Convert the records from the line containing "church facade, a" through the line containing "[[236, 94], [118, 92]]", both included, into a JSON list of strings with one string per line and blank lines omitted. Include only those lines.
>> Start Input material
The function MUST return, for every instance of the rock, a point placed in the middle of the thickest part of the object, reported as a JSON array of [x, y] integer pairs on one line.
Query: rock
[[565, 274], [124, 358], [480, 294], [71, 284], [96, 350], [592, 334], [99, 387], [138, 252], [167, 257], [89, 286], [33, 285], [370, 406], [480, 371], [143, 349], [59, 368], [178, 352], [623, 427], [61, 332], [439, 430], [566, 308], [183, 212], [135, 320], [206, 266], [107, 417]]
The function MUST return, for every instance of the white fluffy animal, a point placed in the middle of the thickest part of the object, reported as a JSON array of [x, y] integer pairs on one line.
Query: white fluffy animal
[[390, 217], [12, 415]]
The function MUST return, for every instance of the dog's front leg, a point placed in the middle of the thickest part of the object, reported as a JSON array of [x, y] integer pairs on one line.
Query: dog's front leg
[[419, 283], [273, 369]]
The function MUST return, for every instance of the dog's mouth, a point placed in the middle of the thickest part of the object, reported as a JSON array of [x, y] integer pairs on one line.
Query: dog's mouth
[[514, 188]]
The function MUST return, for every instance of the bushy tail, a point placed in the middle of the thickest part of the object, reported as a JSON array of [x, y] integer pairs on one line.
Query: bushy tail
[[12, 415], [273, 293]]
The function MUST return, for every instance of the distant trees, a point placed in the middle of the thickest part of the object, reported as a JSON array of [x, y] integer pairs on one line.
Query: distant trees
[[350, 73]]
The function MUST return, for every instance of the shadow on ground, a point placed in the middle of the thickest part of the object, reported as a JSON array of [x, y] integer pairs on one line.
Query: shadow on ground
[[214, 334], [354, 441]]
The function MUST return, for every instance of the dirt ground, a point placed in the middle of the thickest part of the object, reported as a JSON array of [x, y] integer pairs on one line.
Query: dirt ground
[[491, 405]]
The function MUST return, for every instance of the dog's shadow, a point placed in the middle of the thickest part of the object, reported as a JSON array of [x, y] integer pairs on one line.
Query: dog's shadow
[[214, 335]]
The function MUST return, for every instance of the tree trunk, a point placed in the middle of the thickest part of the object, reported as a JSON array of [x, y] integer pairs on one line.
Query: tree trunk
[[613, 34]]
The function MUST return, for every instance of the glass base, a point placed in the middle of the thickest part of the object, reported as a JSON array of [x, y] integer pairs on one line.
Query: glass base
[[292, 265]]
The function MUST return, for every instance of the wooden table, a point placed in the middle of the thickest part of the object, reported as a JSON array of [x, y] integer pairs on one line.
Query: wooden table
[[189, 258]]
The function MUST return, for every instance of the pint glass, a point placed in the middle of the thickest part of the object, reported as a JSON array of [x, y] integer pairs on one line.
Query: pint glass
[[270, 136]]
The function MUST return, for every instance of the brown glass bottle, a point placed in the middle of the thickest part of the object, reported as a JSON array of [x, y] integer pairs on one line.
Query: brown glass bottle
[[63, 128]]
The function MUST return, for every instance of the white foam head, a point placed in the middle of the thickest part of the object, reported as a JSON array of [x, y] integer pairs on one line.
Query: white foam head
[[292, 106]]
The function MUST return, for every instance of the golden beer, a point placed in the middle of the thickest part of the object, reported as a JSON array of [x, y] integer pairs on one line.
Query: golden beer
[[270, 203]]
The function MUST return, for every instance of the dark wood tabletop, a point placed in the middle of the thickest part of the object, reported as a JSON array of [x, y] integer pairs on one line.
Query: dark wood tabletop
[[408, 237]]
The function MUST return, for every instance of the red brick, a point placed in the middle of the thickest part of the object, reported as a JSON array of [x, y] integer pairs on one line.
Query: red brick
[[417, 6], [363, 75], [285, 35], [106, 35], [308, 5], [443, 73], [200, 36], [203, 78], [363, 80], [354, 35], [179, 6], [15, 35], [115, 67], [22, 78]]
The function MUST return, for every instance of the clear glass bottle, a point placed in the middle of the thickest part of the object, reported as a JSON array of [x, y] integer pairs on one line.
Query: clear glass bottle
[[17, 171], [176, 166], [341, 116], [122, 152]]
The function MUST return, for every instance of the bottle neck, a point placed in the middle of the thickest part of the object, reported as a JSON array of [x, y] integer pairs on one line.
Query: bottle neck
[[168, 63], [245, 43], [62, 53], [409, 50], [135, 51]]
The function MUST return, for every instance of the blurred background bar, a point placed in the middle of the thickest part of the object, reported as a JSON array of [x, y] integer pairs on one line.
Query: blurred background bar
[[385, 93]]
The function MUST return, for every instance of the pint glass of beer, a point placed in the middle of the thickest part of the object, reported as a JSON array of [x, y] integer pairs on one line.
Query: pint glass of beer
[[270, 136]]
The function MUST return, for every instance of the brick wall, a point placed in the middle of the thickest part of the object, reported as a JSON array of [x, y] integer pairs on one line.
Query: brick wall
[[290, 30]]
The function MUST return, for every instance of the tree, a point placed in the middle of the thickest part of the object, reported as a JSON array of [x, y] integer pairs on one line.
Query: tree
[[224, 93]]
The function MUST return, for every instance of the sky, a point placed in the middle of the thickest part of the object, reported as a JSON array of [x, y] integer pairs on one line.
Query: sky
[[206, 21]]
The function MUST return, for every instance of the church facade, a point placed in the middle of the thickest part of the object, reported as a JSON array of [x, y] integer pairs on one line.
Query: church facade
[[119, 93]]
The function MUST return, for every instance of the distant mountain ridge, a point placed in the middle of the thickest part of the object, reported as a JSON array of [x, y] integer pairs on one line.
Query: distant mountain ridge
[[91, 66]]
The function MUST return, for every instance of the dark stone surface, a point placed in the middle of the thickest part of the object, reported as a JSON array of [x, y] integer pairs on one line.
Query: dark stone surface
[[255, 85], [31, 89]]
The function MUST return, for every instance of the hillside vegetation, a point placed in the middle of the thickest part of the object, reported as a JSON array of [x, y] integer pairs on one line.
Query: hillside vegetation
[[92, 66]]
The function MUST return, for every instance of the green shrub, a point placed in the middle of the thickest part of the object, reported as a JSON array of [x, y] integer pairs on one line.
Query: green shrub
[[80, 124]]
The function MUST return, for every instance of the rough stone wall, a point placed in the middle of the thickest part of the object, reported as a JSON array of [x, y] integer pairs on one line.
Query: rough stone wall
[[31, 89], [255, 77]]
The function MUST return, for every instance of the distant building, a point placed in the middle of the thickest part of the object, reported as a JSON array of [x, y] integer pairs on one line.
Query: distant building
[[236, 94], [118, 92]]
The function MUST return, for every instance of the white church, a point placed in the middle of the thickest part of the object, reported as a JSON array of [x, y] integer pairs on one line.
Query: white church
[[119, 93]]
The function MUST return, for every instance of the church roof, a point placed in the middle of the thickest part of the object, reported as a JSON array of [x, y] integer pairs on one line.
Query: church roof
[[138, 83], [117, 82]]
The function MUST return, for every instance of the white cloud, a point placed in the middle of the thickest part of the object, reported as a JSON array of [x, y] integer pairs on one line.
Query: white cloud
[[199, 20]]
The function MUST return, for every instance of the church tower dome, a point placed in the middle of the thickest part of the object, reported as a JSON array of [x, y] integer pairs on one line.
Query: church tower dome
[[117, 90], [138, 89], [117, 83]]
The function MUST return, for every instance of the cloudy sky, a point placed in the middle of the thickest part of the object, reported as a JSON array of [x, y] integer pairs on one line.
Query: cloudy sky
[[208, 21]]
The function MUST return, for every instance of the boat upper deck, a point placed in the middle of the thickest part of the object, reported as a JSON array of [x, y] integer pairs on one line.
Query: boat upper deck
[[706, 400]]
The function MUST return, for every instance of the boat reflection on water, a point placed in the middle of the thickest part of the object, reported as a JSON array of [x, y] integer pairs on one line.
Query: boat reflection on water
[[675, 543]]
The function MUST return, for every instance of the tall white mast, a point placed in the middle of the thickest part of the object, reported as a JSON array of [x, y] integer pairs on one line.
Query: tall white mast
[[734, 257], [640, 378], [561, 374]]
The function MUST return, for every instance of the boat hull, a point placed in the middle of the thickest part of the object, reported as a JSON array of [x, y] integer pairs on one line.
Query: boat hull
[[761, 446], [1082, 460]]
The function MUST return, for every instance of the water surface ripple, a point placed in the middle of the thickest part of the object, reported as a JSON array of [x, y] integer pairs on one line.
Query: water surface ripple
>> End Input material
### Exercise output
[
  "The function MUST return, for every instance of the church facade, a point placed in the middle of the thickest part of the object, reported as a JSON array of [x, y] integer pairs on one line.",
  "Query: church facade",
  "[[119, 93]]",
  "The function MUST return, for every instance of the distant mountain ridge, a point placed in the middle of the thickest part of the object, reported as a JSON array of [x, y] integer pairs on one line.",
  "Query: distant mountain ridge",
  "[[91, 66]]",
  "The function MUST return, for every instance of the dark stone surface, a point placed in the middle of the thickest part of the object, reported as a JSON array of [x, y] integer pairs on one line.",
  "Query: dark stone surface",
  "[[255, 85], [31, 89]]",
  "The function MUST return, for every instance of the hillside vegetation, a point placed in the middle of the thickest part of the object, reported as a JSON array of [x, y] integer pairs on one line.",
  "Query: hillside vegetation",
  "[[92, 66]]",
  "The function MUST return, for every instance of the green shrub, a point placed in the middle of the thickest part of the object, reported as a JSON array of [x, y] integer pairs on one line.",
  "Query: green shrub",
  "[[80, 124]]",
  "The function MUST return, for every instance of the rough stone wall, a point placed in the middle of the thickest part of the object, reported as a JSON array of [x, y] integer pairs on one line.",
  "Query: rough stone wall",
  "[[31, 89], [255, 77]]",
  "The function MUST return, for every instance of the distant building, a point placed in the middle of the thickest part of the object, reported as a JSON array of [x, y] integer pairs on one line.",
  "Query: distant building",
  "[[236, 94], [118, 92]]"
]